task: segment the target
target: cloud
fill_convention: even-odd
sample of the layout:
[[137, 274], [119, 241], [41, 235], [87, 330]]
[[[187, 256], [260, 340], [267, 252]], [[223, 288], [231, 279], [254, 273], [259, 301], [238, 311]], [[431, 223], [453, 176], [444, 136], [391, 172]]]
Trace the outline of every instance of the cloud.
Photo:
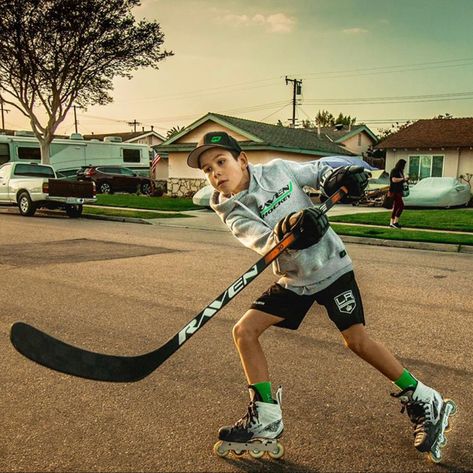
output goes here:
[[284, 13], [275, 13], [267, 16], [259, 13], [253, 16], [227, 14], [219, 19], [221, 23], [233, 26], [264, 27], [266, 31], [269, 31], [270, 33], [290, 33], [296, 24], [294, 18], [291, 18]]
[[365, 28], [347, 28], [347, 29], [342, 30], [342, 31], [345, 34], [365, 34], [365, 33], [369, 33], [369, 31], [366, 30]]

Action item:
Print all the material above exactly, and drop the images.

Exercise response:
task: segment the target
target: cloud
fill_convention: even-odd
sample of the layout:
[[137, 274], [119, 241], [41, 235], [87, 330]]
[[[187, 256], [260, 340], [267, 252]], [[223, 288], [231, 279], [254, 273], [259, 301], [238, 311]], [[431, 223], [453, 176], [444, 136], [391, 172]]]
Trace the outline of every instance of the cloud.
Photo:
output goes here:
[[284, 13], [275, 13], [267, 16], [259, 13], [253, 16], [227, 14], [219, 19], [221, 23], [233, 26], [264, 27], [266, 31], [269, 31], [270, 33], [290, 33], [296, 24], [294, 18], [291, 18]]
[[365, 28], [347, 28], [347, 29], [342, 30], [342, 31], [345, 34], [365, 34], [365, 33], [369, 33], [369, 31], [366, 30]]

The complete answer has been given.